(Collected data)
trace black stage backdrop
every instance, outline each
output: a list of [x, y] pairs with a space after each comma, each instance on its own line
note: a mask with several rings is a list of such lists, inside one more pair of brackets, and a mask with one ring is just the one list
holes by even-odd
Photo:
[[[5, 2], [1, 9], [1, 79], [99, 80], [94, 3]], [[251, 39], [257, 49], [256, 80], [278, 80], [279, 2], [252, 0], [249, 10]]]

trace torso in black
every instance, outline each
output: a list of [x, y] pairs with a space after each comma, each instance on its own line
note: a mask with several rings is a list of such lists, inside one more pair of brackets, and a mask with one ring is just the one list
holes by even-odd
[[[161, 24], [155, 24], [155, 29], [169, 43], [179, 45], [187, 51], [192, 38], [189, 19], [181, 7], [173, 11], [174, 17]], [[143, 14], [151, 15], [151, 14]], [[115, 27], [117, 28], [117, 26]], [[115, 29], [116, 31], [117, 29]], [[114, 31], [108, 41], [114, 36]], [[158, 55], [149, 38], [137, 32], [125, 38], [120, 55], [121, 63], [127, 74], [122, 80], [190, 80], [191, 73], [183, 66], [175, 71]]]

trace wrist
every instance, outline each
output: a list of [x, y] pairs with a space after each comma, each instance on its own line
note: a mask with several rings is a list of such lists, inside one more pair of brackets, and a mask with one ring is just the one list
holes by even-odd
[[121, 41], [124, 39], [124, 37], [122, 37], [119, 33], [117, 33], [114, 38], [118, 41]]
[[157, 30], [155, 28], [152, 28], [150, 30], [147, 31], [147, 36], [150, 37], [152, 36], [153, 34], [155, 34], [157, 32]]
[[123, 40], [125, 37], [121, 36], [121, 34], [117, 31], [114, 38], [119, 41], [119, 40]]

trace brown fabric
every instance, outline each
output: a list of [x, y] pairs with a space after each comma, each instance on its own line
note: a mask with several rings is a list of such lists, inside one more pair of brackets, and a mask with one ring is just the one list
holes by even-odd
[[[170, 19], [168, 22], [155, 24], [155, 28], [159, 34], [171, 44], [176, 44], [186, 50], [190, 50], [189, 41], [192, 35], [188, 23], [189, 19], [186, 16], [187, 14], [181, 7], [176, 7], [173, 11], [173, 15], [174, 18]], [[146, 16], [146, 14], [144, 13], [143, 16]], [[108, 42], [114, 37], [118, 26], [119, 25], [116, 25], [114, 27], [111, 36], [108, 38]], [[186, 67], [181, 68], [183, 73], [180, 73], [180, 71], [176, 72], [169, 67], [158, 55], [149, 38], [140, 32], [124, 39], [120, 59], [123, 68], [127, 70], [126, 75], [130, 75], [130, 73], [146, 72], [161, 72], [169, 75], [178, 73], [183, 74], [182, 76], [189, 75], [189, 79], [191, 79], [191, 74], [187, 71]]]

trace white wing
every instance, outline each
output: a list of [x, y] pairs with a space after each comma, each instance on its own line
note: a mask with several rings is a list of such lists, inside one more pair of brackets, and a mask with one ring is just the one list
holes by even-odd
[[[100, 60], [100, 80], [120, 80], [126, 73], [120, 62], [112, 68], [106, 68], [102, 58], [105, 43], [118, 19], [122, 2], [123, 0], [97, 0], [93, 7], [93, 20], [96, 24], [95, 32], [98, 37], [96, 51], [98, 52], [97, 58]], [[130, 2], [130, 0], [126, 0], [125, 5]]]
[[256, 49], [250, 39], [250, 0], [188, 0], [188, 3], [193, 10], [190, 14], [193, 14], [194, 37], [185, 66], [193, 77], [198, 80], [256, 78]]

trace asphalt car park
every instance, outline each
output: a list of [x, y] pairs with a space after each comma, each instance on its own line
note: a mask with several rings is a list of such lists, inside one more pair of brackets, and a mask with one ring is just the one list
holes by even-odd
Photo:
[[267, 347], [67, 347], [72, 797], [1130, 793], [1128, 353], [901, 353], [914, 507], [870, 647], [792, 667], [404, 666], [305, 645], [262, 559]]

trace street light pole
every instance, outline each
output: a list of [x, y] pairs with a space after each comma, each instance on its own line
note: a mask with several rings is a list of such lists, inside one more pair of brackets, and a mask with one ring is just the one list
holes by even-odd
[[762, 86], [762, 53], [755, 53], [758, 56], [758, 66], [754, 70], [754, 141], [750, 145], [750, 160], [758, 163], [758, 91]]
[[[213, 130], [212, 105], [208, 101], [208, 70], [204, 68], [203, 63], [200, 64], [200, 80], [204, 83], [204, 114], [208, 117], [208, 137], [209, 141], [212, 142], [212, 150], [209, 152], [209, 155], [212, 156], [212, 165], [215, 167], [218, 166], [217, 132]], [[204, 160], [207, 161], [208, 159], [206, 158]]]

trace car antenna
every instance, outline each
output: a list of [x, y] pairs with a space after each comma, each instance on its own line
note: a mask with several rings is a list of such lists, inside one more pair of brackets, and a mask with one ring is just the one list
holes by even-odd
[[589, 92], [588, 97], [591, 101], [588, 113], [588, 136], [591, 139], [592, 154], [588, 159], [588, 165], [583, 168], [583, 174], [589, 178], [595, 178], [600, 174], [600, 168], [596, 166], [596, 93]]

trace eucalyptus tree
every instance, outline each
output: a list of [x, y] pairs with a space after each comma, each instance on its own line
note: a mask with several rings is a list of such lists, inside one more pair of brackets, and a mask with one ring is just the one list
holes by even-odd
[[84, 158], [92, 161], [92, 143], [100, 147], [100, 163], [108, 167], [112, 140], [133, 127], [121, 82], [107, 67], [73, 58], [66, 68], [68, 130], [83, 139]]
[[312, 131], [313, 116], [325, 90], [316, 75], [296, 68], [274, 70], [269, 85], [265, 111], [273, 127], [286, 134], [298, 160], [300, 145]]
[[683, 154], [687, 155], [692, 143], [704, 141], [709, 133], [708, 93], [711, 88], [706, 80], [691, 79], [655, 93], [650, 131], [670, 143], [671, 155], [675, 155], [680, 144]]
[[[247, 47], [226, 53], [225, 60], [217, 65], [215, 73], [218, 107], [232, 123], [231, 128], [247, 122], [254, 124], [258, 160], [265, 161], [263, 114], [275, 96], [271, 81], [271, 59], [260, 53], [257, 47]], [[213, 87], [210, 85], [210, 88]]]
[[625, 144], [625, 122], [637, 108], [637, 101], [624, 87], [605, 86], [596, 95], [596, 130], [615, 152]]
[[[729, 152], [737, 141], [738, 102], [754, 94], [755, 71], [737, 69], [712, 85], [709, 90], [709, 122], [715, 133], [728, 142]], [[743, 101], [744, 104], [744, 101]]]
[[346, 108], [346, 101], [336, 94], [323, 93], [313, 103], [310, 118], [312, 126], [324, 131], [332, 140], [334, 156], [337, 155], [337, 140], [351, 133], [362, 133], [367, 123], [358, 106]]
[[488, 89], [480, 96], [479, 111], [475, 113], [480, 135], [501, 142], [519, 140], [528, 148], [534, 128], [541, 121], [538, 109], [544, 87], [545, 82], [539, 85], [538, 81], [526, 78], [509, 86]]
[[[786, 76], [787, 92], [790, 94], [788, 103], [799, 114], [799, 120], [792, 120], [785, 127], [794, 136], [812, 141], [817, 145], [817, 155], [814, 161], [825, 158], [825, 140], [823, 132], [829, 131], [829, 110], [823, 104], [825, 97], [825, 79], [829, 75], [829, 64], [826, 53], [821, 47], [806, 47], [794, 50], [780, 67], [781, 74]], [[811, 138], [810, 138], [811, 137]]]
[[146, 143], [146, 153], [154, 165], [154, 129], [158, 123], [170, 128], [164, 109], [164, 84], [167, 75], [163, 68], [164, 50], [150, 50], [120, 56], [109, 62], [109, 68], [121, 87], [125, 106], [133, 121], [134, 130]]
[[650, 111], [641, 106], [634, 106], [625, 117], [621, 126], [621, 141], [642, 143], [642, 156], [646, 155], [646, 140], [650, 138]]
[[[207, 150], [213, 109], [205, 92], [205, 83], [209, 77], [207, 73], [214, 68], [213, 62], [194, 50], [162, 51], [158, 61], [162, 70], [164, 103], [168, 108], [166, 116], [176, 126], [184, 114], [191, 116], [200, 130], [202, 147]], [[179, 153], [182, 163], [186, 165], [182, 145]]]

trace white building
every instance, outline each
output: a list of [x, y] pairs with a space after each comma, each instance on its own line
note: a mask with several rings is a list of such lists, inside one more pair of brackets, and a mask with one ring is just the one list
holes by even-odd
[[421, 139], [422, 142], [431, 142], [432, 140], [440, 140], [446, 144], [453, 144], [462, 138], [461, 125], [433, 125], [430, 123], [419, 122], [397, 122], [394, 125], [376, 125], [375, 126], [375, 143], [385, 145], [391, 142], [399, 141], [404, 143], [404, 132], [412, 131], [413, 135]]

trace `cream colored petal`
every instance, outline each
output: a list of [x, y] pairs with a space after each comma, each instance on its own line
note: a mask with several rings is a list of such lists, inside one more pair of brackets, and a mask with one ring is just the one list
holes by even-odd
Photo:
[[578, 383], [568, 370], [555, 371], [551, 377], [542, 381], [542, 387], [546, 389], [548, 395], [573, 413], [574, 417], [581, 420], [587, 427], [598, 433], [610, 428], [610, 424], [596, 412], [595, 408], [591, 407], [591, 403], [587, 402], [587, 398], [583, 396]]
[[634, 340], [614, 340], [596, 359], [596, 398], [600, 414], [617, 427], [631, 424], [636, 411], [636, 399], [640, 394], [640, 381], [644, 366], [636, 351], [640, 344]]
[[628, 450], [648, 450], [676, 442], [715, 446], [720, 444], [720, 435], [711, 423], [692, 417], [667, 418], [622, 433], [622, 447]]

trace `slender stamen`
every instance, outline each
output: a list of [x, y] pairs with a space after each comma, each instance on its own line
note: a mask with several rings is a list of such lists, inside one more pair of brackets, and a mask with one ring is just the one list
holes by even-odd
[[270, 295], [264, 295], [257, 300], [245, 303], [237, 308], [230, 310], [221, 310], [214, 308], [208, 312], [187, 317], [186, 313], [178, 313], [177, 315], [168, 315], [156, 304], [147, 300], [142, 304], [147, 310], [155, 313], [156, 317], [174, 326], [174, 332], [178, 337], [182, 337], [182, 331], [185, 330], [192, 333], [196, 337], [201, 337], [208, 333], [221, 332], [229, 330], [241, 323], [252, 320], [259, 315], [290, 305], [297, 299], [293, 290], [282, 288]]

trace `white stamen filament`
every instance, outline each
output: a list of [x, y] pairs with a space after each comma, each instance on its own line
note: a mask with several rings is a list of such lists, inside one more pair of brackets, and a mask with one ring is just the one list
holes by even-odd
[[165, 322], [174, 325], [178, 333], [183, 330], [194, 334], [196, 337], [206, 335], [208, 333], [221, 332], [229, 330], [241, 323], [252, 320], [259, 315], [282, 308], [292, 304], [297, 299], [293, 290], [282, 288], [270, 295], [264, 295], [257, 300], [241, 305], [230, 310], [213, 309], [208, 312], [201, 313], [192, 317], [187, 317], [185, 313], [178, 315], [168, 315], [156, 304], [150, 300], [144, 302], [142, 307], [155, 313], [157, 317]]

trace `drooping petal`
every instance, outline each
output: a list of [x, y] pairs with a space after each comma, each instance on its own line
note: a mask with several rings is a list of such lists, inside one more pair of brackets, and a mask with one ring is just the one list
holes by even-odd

- [What you need to do]
Where the string "stamen" appears in a line of the entries above, return that line.

- [Response]
trace `slender stamen`
trace `white stamen filament`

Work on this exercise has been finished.